节选文段:
--------------------------------------------------
FMM和BMM的python代码实现

FMM和BMM的编程实现，其实两个算法思路都挺简单，一个是从前取最大词长度的小分句，查找字典是否有该词，若无则分句去掉最后面一个字，再次查找，直至分句变成单词或者在字典中找到，并将其去除，然后重复上述步骤。BMM则是从后取分句，字典中不存在则分句最前去掉一个字，也是重复类似的步骤。

readCorpus.py

import sys

output = {}

with open('语料库.txt', mode='r', encoding='UTF-8') as f:

    for line in f.readlines():

        if line is not None:

            # 去除每行的换行符

            t_line = line.strip('\n')

            # 按空格分开每个词

            words = t_line.split(' ')

            for word in words:

                # 按/分开标记和词

                t_word = word.split('/')

                # 左方括号去除

                tf_word = t_word[0].split('[')

                if len(tf_word) == 2:

                    f_word = tf_word[1]

                else:

                    f_word = t_word[0]

                # 若在输出字典中，则value+1

                if f_word in output.keys():

                    output[f_word] = output[f_word]+1

                # 不在输出字典中则新建

                else:

                    output[f_word] = 1

            big_word1 = t_line.split('[')

            for i in range(1, len(big_word1)):

                big_word2 = big_word1[i].split(']')[0]

                words = big_word2.split(' ')

                big_word = ""

                for word in words:

                    # 按/分开标记和词

                    t_word = word.split('/')

                    big_word = big_word + t_word[0]

                # 若在输出字典中，则value+1

                if big_word in output.keys():

                    output[big_word] = output[big_word]+1

                # 不在输出字典中则新建

                else:

                    output[big_word] = 1

f.close()

with open('output.txt', mode='w', encoding='UTF-8') as f:

    while output:

        minNum = sys.maxsize

        minName = ""
--------------------------------------------------
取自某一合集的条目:
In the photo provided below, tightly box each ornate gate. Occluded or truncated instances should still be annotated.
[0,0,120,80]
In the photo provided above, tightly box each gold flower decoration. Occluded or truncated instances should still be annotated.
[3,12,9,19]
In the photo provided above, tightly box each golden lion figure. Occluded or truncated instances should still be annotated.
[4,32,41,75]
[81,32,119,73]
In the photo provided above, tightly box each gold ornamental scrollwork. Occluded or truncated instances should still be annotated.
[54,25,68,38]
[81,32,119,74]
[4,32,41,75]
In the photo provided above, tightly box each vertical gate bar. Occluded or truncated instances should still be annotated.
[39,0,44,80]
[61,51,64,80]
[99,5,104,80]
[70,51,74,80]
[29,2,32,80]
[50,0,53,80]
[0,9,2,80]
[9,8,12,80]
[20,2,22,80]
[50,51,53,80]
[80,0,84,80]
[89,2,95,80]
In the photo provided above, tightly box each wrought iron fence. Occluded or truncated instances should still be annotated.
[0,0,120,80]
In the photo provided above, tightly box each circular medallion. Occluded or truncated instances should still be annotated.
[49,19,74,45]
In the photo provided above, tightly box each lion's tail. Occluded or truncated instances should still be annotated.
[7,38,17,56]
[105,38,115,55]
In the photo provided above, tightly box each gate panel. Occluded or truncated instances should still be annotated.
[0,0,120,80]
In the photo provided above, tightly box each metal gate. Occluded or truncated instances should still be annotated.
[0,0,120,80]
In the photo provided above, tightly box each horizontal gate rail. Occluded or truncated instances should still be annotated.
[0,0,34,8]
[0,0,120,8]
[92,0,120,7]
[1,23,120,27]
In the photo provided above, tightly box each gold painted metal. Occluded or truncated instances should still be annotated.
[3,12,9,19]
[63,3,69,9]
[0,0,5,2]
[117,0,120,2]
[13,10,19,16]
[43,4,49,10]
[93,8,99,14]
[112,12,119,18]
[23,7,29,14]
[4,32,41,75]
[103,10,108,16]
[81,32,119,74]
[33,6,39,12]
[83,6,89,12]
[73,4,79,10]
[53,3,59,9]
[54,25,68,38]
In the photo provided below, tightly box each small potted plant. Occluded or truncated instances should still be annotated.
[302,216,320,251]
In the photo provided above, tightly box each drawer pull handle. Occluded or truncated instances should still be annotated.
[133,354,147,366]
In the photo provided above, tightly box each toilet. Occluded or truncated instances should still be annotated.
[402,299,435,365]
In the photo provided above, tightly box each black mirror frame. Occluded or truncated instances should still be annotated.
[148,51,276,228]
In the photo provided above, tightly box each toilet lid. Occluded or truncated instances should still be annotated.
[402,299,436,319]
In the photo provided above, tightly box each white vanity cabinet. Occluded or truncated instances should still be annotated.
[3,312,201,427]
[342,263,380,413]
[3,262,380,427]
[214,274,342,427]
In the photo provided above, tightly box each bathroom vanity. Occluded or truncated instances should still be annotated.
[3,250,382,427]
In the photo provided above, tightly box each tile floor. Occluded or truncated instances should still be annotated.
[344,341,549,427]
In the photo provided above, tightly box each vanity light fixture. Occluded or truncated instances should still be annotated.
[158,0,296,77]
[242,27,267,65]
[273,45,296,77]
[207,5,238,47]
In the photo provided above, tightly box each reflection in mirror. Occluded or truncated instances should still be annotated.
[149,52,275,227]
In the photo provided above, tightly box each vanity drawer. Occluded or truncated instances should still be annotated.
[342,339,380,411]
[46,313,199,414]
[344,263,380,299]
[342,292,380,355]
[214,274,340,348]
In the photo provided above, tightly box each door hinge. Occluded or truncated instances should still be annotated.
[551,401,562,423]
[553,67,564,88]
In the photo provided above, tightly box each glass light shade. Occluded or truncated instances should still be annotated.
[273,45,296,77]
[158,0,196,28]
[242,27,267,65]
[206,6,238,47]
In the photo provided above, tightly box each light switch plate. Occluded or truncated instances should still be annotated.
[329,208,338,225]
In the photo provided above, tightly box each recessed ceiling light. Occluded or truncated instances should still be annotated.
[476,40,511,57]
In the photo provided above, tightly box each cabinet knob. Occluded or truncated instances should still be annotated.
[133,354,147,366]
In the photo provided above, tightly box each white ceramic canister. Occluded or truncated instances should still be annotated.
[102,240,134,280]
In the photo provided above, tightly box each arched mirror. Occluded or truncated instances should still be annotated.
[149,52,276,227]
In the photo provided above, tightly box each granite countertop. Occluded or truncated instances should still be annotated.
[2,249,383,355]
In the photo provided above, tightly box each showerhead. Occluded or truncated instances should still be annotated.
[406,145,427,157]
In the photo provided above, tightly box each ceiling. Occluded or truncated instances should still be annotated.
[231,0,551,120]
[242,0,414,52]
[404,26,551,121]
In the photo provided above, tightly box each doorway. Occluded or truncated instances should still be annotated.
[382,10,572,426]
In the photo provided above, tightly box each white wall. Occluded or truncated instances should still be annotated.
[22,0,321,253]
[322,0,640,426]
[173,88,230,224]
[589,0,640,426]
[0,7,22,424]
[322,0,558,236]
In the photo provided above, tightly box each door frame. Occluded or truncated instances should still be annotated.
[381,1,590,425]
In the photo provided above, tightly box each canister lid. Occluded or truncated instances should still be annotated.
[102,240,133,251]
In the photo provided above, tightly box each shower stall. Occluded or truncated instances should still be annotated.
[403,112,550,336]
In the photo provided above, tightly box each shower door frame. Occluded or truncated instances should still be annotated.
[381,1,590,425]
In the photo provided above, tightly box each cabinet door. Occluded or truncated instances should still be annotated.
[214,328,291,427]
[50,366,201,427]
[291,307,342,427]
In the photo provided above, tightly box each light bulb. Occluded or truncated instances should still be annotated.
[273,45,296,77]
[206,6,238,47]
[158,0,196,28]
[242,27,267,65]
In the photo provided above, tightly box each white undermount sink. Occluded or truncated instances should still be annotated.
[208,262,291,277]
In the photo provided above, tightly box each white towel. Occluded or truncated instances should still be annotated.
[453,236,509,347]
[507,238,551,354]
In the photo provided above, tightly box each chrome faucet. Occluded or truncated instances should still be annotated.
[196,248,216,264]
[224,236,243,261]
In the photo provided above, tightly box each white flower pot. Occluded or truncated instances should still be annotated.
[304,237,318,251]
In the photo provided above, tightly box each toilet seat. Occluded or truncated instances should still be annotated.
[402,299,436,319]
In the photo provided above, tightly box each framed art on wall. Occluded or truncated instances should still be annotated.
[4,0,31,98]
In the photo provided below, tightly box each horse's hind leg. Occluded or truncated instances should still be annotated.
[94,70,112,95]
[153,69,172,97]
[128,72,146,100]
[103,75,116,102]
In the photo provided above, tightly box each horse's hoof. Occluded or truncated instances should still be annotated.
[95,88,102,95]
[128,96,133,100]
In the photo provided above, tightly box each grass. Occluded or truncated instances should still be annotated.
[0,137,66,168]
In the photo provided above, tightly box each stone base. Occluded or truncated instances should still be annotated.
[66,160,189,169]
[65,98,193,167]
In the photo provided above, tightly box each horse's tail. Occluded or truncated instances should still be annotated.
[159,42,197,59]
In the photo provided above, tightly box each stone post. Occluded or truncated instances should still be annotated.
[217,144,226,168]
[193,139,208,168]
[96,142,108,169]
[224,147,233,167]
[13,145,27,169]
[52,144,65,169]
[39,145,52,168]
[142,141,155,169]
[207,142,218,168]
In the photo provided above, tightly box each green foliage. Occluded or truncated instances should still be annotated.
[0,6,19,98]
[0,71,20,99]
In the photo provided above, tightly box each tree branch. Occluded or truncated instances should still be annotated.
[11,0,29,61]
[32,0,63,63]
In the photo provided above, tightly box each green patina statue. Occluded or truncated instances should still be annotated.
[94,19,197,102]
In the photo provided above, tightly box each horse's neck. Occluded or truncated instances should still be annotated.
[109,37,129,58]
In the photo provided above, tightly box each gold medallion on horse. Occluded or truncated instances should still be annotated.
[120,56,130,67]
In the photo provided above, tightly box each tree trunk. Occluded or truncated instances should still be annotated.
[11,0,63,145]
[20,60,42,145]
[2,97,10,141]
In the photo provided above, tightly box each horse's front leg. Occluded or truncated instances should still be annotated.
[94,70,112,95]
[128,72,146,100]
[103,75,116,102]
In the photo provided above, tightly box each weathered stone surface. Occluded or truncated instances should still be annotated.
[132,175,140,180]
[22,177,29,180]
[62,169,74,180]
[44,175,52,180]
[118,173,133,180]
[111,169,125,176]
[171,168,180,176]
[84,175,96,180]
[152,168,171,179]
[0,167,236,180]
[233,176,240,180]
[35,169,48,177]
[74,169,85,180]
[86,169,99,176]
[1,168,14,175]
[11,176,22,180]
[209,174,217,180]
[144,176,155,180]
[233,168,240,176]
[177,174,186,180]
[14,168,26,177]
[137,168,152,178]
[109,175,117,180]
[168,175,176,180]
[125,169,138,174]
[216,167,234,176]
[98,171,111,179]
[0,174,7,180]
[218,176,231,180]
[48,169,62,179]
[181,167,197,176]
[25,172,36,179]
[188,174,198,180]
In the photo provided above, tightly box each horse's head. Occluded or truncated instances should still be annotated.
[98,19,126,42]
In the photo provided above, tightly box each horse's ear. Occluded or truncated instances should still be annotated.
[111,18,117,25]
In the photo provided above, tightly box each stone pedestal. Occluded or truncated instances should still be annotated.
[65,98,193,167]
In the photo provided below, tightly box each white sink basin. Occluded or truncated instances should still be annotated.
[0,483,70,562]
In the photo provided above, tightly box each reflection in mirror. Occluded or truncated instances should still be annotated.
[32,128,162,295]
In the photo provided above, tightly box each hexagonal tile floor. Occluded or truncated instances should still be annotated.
--------------------------------------------------
操作说明: 请将FMM与BMM实现一文中从“with open('语料库.txt', mode='r', encoding='UTF-8')”到“words = t_line.split(' ')”之间的部分（含首尾）重新写出，并把其中所有的“t_line”更新为“clean_line”。

回复:
with open('语料库.txt', mode='r', encoding='UTF-8') as f:

    for line in f.readlines():

        if line is not None:

            # 去除每行的换行符

            clean_line = line.strip('\n')

            # 按空格分开每个词

            words = clean_line.split(' ')